TASK DIRECTIONS » Update the listing below by swapping "white cloud" for "gray cloud" and keeping every other word the same.

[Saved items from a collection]

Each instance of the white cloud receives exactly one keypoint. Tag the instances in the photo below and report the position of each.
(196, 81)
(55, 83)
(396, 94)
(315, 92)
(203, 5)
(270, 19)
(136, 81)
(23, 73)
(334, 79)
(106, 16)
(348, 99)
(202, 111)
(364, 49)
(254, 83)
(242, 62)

SOLUTION TO THIS PROBLEM »
Each instance of the gray cloud receives exactly one keypoint. Tag the instances in the photo below and report the position of each.
(196, 81)
(55, 83)
(396, 94)
(315, 92)
(203, 5)
(270, 19)
(136, 81)
(23, 73)
(334, 79)
(106, 16)
(348, 99)
(202, 111)
(364, 49)
(254, 83)
(242, 62)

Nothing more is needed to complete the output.